## Список заданий:
A) Что, согласно отрывку, составляет содержание европейской внешней и внутренней политики?
B) Оформите все строки записей в виде нумерованного списка, пропустив пустые строки. Картинки в ответ не включайте.

## Отрывок для чтения:
# # # # #

Вкратце подытожим сказанное. Опыт показывает, что примитивное копирование европейских идей, без их творческой переработки на российской почве, с учетом национальной специфики, систематически приводит к серьезным осложнениям. Подавляющее количество народа, подвергаясь насильственным изменениям, обречены на невозможные условия существования, так что все действия властей, направленные на бездумную ориентацию России на Запад (а сегодня – и на США как на суперэтническое продолжение Европы), для нее являются губительными. Эта пагубность проявляется и в возникновении междоусобиц (крестьянские восстания под флагом староверов, гражданская война после 1917 г., уничтожение крепких хозяйственников, сталинские репрессии) и в подавлении любых свобод (крепостничество, коммунистическая насильственная коллективизация крестьян, запрет на выезд за границу и т.д.).
В то же время нельзя не учитывать и объективный момент в тяготении части российского общества к европейским ценностям и стилю жизни. Этот момент заключается в том, что в Европе реально материальный быт налажен лучше, а свобод больше. Это кажется парадоксальным, но факт есть факт: россияне в последние 300 лет в стремлении к лучшему и более свободному существованию систематически получают худшую и менее свободную жизнь. Но это как раз тот неоспоримый эмпирический факт, который дается нам историей.
Вот и демократия западного типа, внедряемая в России на протяжении последних 12 – 13 лет, привела к массовому обнищанию людей. Счастливы ли они в своем большинстве и полезны ли новшества, введенные «демократами-либералами»? Очевидно, нет. После того, как Россия с большим трудом переварила в себе коммунизм и постепенно стала выходить на путь, где коммунизм как идея на бытовом, исходном уровне высмеивалась и недолюбливалась, после этого она свалилась на новый виток поклонения перед Западом. В результате коммунистическая политическая и отчасти экономическая несвобода сменилась экономической несвободой последнего демократического времени. А клетка, как ее не назови, все одно – клетка. В очередной раз безудержное стремление к свободе и благополучию европейского (и североамериканского) образца привело нас к нищете и несвободе.
Похоже, что блеск Запада для России – не то, что нужно, а лишь тень этого нужного. Бросаясь на тень в попытке ее схватить, останешься в лучшем случае ни с чем. Поэтому эффективно стремиться не к внешней форме благополучия, а к существу, содержанию, реализация которого неизбежно приводит Запад к успеху в последние 300 лет.
Каково же содержание европейской внешней и внутренней политики? Если выразиться просто, то это – самоуважение, что, собственно, является необходимым условием для достижения своей пользы. Ведь если себя не уважать, самобичевать, заниматься мазохизмом, то разве можно принести себе пользу? Нет, нельзя. Можно лишь навредить себе. Европа не бичует себя, уважает свою культуру, отстаивает свои интересы не любой ценой, а эффективными методами (по крайней мере, считается, что именно
таки следует поступать) и в итоге, несмотря на многие внутренние распри, процветает.

# # # # #

## Исходные данные:
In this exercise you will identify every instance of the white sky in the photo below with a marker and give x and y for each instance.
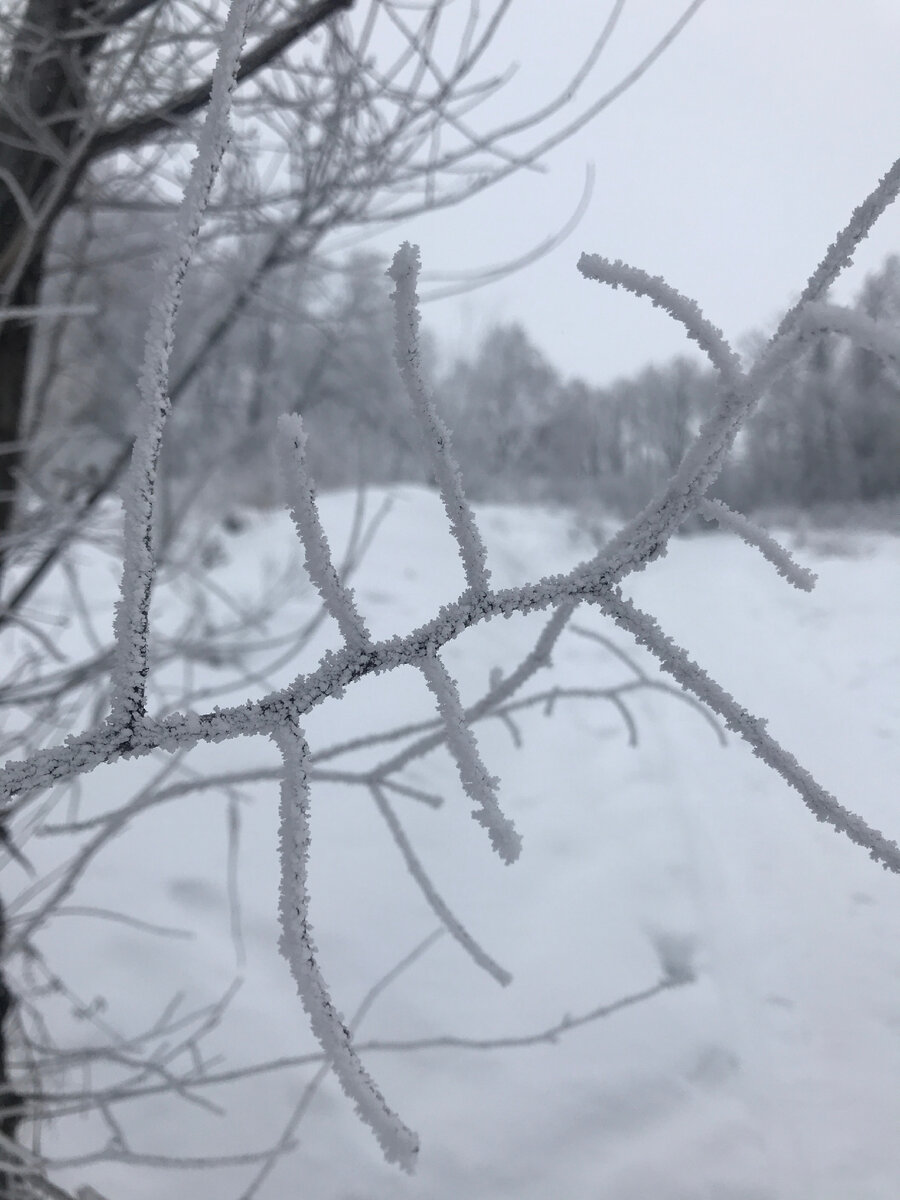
(729, 169)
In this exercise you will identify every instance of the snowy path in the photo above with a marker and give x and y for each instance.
(773, 1077)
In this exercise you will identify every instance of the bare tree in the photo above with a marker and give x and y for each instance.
(366, 115)
(133, 730)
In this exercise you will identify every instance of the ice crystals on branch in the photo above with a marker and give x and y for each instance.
(754, 535)
(399, 1144)
(436, 436)
(132, 618)
(597, 581)
(319, 565)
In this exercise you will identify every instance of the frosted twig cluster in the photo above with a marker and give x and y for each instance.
(131, 731)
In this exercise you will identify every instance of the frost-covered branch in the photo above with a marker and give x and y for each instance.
(336, 597)
(751, 729)
(405, 273)
(279, 713)
(754, 535)
(132, 621)
(399, 1144)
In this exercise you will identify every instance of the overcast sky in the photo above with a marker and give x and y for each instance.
(727, 168)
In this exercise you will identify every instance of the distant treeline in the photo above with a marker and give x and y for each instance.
(318, 340)
(827, 431)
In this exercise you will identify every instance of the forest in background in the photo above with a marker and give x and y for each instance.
(318, 342)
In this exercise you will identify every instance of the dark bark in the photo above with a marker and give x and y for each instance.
(43, 155)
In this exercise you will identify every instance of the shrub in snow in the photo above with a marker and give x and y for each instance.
(131, 732)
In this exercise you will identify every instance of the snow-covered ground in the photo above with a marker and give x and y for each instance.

# # # # #

## Ответы к упражнению:
A) Самоуважение.

B)
1. In this exercise you will identify every instance of the white sky in the photo below with a marker and give x and y for each instance.
2. (729, 169)
3. In this exercise you will identify every instance of the snowy path in the photo above with a marker and give x and y for each instance.
4. (773, 1077)
5. In this exercise you will identify every instance of the bare tree in the photo above with a marker and give x and y for each instance.
6. (366, 115)
7. (133, 730)
8. In this exercise you will identify every instance of the ice crystals on branch in the photo above with a marker and give x and y for each instance.
9. (754, 535)
10. (399, 1144)
11. (436, 436)
12. (132, 618)
13. (597, 581)
14. (319, 565)
15. In this exercise you will identify every instance of the frosted twig cluster in the photo above with a marker and give x and y for each instance.
16. (131, 731)
17. In this exercise you will identify every instance of the frost-covered branch in the photo above with a marker and give x and y for each instance.
18. (336, 597)
19. (751, 729)
20. (405, 273)
21. (279, 713)
22. (754, 535)
23. (132, 621)
24. (399, 1144)
25. In this exercise you will identify every instance of the overcast sky in the photo above with a marker and give x and y for each instance.
26. (727, 168)
27. In this exercise you will identify every instance of the distant treeline in the photo above with a marker and give x and y for each instance.
28. (318, 340)
29. (827, 431)
30. In this exercise you will identify every instance of the forest in background in the photo above with a marker and give x and y for each instance.
31. (318, 342)
32. In this exercise you will identify every instance of the dark bark in the photo above with a marker and give x and y for each instance.
33. (43, 155)
34. In this exercise you will identify every instance of the shrub in snow in the photo above with a marker and give x and y for each instance.
35. (131, 732)
36. In this exercise you will identify every instance of the snow-covered ground in the photo above with a marker and give x and y for each instance.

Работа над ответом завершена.